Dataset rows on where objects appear
..............................

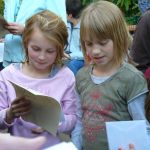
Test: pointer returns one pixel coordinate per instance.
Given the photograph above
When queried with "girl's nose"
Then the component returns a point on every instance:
(96, 50)
(42, 56)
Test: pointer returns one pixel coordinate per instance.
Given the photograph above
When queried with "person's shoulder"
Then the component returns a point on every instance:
(8, 68)
(67, 73)
(128, 71)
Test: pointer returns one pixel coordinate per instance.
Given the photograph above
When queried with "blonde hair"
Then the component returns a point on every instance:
(104, 20)
(52, 27)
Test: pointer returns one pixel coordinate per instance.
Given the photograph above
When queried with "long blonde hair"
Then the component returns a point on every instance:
(52, 27)
(104, 20)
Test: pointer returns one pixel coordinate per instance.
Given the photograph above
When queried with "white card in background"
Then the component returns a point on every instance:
(63, 146)
(122, 133)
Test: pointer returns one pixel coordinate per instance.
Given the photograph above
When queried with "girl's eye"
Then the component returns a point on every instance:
(103, 42)
(36, 49)
(88, 43)
(51, 51)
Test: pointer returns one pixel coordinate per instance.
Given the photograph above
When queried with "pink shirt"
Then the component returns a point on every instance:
(61, 87)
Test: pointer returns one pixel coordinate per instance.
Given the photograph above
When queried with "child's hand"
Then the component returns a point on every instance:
(19, 107)
(15, 143)
(131, 147)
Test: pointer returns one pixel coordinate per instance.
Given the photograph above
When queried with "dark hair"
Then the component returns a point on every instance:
(74, 7)
(53, 28)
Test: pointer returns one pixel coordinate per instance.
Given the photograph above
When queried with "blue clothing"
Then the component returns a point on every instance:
(74, 48)
(13, 48)
(144, 5)
(74, 65)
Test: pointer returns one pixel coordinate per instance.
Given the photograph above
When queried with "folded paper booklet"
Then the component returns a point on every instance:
(3, 31)
(45, 111)
(122, 133)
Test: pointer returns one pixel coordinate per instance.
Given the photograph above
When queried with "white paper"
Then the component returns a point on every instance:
(122, 133)
(1, 51)
(63, 146)
(45, 110)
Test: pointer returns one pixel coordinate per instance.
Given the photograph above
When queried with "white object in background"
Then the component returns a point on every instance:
(63, 146)
(123, 133)
(1, 51)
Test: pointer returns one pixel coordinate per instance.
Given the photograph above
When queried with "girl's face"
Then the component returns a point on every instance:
(100, 52)
(42, 53)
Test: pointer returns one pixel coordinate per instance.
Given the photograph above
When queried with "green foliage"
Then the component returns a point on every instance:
(1, 7)
(129, 8)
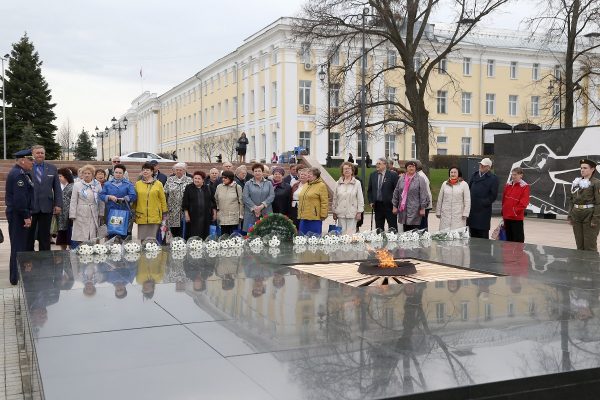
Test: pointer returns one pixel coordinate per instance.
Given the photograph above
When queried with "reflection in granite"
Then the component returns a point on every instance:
(293, 335)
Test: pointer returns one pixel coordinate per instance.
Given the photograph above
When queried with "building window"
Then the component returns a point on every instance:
(535, 106)
(334, 96)
(512, 105)
(443, 66)
(304, 93)
(556, 107)
(335, 58)
(510, 309)
(465, 103)
(304, 140)
(442, 101)
(440, 313)
(274, 94)
(513, 69)
(390, 145)
(465, 146)
(464, 311)
(535, 72)
(491, 68)
(467, 66)
(391, 58)
(490, 103)
(334, 144)
(390, 96)
(488, 316)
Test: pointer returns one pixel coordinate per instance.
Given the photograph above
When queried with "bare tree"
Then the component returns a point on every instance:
(65, 138)
(575, 24)
(401, 26)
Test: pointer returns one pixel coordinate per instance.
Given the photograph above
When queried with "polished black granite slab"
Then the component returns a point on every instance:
(251, 326)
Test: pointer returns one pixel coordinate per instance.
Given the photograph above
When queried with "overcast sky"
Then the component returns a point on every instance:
(93, 50)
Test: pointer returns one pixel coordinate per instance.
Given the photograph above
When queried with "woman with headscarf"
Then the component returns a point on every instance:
(313, 206)
(454, 201)
(410, 198)
(65, 226)
(230, 207)
(151, 203)
(258, 196)
(83, 210)
(199, 206)
(282, 203)
(118, 192)
(174, 188)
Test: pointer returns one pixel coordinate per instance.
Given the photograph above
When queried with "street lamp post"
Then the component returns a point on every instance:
(557, 80)
(363, 100)
(117, 127)
(322, 76)
(101, 134)
(5, 58)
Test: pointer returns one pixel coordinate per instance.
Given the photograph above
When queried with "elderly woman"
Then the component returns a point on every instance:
(283, 193)
(118, 192)
(151, 203)
(174, 189)
(296, 188)
(454, 201)
(515, 200)
(199, 206)
(83, 210)
(348, 200)
(313, 203)
(410, 198)
(230, 207)
(65, 226)
(258, 196)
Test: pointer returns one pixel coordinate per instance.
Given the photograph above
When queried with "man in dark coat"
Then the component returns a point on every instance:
(47, 199)
(380, 191)
(19, 202)
(484, 191)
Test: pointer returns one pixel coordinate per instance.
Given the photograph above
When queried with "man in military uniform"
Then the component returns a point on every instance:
(19, 202)
(584, 214)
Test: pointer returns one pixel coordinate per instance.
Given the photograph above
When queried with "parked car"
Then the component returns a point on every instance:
(142, 156)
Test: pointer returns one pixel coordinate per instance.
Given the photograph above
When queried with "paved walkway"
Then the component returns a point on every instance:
(14, 376)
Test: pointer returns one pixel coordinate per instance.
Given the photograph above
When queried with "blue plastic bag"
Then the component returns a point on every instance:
(118, 221)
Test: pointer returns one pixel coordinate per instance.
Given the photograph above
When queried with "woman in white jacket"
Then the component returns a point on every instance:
(454, 201)
(348, 200)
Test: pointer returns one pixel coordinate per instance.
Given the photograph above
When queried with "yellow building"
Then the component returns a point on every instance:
(270, 88)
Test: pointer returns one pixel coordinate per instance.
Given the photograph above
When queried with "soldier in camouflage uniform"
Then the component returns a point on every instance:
(584, 214)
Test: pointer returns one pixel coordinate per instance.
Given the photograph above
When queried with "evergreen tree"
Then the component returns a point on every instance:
(28, 100)
(84, 150)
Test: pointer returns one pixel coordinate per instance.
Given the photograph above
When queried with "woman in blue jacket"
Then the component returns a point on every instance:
(118, 191)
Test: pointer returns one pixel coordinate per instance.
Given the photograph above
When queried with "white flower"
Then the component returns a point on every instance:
(300, 240)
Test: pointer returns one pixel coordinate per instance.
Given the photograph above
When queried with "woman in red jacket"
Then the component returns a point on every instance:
(514, 202)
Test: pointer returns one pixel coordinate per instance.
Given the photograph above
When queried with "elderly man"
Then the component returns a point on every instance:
(47, 199)
(484, 190)
(380, 191)
(110, 175)
(19, 203)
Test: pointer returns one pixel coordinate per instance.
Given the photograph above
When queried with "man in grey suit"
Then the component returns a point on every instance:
(47, 199)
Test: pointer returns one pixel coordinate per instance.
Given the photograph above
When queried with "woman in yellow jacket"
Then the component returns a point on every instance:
(313, 203)
(151, 203)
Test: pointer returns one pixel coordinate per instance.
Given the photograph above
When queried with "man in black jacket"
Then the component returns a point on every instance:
(484, 190)
(380, 191)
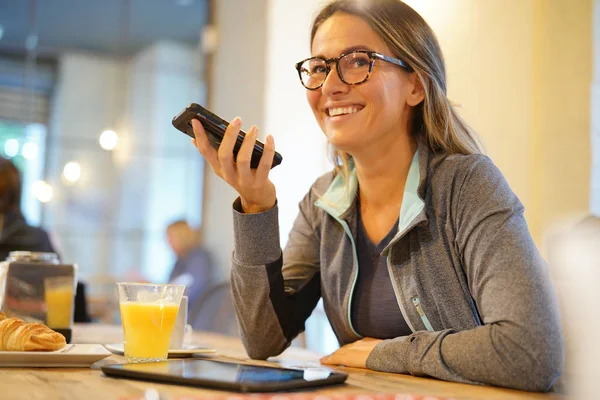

..............................

Exercise instructions
Copy each line of the items above that contains the string "paper", and keep uppercase and lowercase as they are, since case counts.

Answer to this problem
When queried with "folded paper booklet"
When queried with "white paper"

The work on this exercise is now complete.